* **WHAT YOU NEED TO DO**:
What is needed is an exact copy of the lines from the one containing "Would you be willing to put a dot on the tire" through the final line of the material below.

(DATA LISTING)

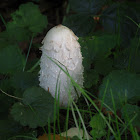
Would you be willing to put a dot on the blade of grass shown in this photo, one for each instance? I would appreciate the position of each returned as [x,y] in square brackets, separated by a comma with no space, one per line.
[28,52]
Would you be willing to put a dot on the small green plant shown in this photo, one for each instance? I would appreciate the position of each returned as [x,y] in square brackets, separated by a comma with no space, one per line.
[111,54]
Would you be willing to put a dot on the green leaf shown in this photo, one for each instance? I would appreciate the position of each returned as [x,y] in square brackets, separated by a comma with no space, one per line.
[29,17]
[98,126]
[129,111]
[86,6]
[24,80]
[91,78]
[122,86]
[35,110]
[11,59]
[96,47]
[77,24]
[103,66]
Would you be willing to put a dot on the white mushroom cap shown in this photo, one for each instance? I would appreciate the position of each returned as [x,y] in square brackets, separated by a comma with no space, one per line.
[61,45]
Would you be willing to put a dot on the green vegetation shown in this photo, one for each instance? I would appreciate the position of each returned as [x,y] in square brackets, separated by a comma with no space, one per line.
[109,107]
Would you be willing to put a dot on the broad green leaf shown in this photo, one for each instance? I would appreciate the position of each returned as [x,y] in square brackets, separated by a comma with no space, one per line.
[96,47]
[29,17]
[16,33]
[11,59]
[80,24]
[36,109]
[103,66]
[91,78]
[129,111]
[120,87]
[86,6]
[98,126]
[24,80]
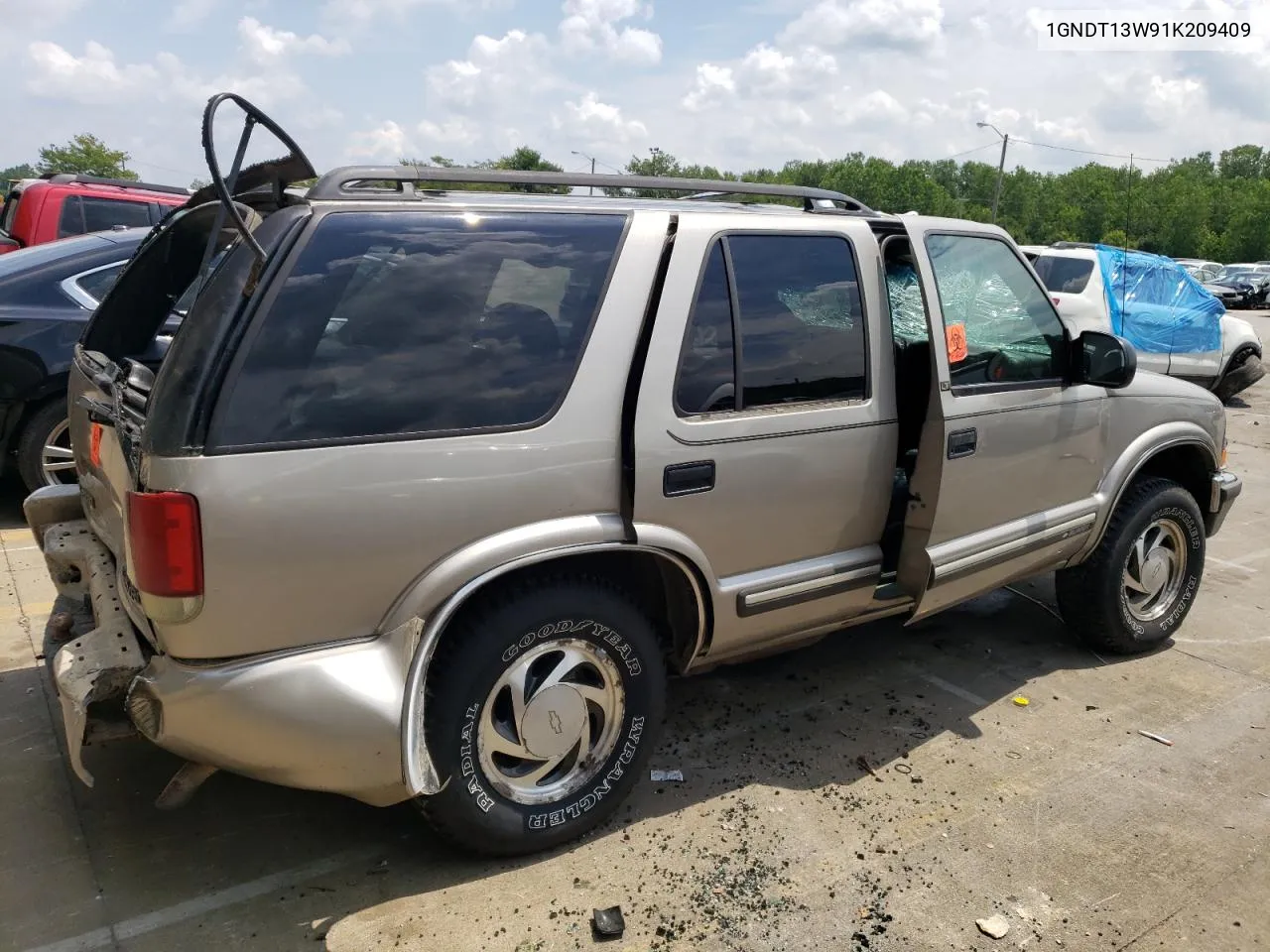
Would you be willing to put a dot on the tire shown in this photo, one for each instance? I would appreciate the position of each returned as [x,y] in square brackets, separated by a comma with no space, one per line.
[541,630]
[31,444]
[1096,598]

(End DATA LISTING)

* **ANSWER TO THIS EXERCISE**:
Would you be willing to put a dot on the tire shown in this photo, one for each instance? I would appreciate the position of each returned as [x,y] in square brackets, separated by a comma with no space, one per line.
[541,630]
[31,444]
[1096,598]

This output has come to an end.